[Collected data entries]
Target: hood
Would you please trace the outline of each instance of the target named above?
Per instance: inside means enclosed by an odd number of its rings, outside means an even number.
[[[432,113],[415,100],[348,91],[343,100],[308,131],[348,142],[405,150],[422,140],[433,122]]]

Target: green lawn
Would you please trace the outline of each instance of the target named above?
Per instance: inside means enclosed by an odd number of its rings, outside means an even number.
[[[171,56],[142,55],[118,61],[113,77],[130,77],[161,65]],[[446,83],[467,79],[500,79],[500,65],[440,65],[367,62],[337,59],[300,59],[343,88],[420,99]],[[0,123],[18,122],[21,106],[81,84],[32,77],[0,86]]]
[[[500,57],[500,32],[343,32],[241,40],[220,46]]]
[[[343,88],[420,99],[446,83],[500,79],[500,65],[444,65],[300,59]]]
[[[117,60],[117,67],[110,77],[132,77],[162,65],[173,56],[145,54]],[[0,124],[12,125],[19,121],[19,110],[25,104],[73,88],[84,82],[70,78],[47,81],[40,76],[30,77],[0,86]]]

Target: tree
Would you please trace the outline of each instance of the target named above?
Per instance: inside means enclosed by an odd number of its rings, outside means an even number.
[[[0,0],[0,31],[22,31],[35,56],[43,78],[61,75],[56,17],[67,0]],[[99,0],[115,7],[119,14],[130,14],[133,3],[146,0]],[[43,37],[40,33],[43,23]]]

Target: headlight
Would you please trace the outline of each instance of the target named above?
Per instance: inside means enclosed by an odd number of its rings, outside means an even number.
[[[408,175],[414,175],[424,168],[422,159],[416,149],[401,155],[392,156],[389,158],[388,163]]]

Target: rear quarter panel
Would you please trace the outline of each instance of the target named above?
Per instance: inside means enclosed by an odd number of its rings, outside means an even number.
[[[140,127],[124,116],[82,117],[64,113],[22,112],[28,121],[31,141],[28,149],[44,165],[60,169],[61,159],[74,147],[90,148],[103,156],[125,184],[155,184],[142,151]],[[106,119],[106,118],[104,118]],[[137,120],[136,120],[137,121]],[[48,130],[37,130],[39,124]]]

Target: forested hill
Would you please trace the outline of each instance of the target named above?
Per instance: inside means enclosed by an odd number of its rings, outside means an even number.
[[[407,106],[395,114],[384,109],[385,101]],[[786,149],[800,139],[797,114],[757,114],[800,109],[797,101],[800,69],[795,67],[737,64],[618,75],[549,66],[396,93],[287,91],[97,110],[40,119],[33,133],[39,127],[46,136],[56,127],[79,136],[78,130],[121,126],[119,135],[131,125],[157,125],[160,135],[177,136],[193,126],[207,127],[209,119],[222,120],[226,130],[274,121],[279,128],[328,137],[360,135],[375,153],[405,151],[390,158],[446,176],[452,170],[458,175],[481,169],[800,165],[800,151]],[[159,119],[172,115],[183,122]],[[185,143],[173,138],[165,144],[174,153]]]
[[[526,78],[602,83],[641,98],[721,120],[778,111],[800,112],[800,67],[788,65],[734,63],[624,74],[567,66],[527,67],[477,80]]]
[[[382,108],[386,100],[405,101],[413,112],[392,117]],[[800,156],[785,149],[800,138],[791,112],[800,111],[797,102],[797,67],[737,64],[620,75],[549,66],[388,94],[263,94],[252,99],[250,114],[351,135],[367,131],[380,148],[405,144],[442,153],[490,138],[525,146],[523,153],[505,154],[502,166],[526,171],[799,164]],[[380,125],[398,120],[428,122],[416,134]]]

[PROMPT] Every record above needs to be repeated word for word.

[TASK SOLUTION]
Target: hood
Would you please trace the outline of each instance of the target named above?
Per instance: inside means enclosed by an odd number of its rings, outside means an even number.
[[[432,113],[415,100],[348,91],[343,100],[308,131],[348,142],[405,150],[422,140],[433,122]]]

Target: green lawn
Would you please trace the outline of each instance of the target named above?
Per instance: inside means enclosed by an odd number of its rings, outside means an even number.
[[[171,56],[142,55],[118,61],[113,77],[130,77],[161,65]],[[446,83],[467,79],[500,79],[500,65],[440,65],[367,62],[337,59],[300,59],[343,88],[420,99]],[[0,123],[18,122],[21,106],[81,84],[32,77],[0,86]]]
[[[500,57],[500,32],[343,32],[241,40],[220,46]]]
[[[343,88],[420,99],[446,83],[500,79],[500,65],[444,65],[300,59]]]
[[[117,60],[117,67],[110,77],[132,77],[162,65],[173,56],[145,54]],[[0,124],[12,125],[19,121],[19,110],[25,104],[73,88],[84,82],[70,78],[47,81],[40,76],[30,77],[0,86]]]

Target: tree
Would you please trace the outline of each instance of the target named above?
Per instance: inside means enclosed by an odd number of its rings, outside means an even number.
[[[0,0],[0,31],[22,31],[35,56],[43,78],[61,75],[56,17],[67,0]],[[99,0],[115,7],[119,14],[130,14],[133,3],[146,0]],[[43,37],[40,33],[43,23]]]

Target: headlight
Would you please trace the outline of each instance of the target named above?
Per instance: inside means enclosed by an odd number of its rings, outside means an even number.
[[[408,175],[414,175],[424,168],[422,159],[416,149],[401,155],[392,156],[389,158],[388,163]]]

Target: rear quarter panel
Would you please trace the outline of each instance of the target named above?
Per instance: inside means enclosed by an odd number of its rings, outside means an even number.
[[[140,127],[124,116],[82,117],[64,113],[22,112],[28,121],[31,141],[28,149],[44,165],[60,169],[61,159],[74,147],[90,148],[103,156],[125,184],[155,184],[142,151]],[[106,119],[106,118],[104,118]],[[137,120],[136,120],[137,121]],[[48,130],[37,130],[39,124]]]

Target: forested hill
Would you please trace the outline of each instance of the target named above?
Per instance: inside means enclosed by an odd number of its rings, outside means an even number.
[[[407,106],[395,114],[384,109],[385,101]],[[786,149],[800,139],[797,114],[757,114],[800,109],[797,101],[800,69],[795,67],[737,64],[618,75],[549,66],[396,93],[287,91],[97,110],[40,119],[33,133],[39,127],[46,136],[56,127],[79,136],[78,130],[121,126],[119,135],[131,125],[157,125],[160,135],[177,136],[193,126],[207,127],[209,119],[222,120],[226,130],[274,121],[279,128],[328,137],[360,135],[375,153],[405,151],[390,158],[446,176],[452,170],[458,175],[481,169],[800,165],[800,151]],[[159,119],[172,115],[183,122]],[[185,143],[173,138],[165,144],[174,153]]]
[[[526,78],[602,83],[641,98],[721,120],[778,111],[800,112],[800,67],[788,65],[734,63],[624,74],[567,66],[527,67],[477,80]]]
[[[382,108],[386,100],[405,101],[413,112],[392,117]],[[800,156],[785,149],[800,138],[791,112],[800,111],[797,102],[797,67],[737,64],[620,75],[549,66],[388,94],[263,94],[252,99],[250,114],[351,135],[367,131],[380,148],[405,144],[442,153],[490,138],[525,146],[523,153],[505,154],[502,166],[526,171],[799,164]],[[380,125],[398,120],[428,122],[416,134]]]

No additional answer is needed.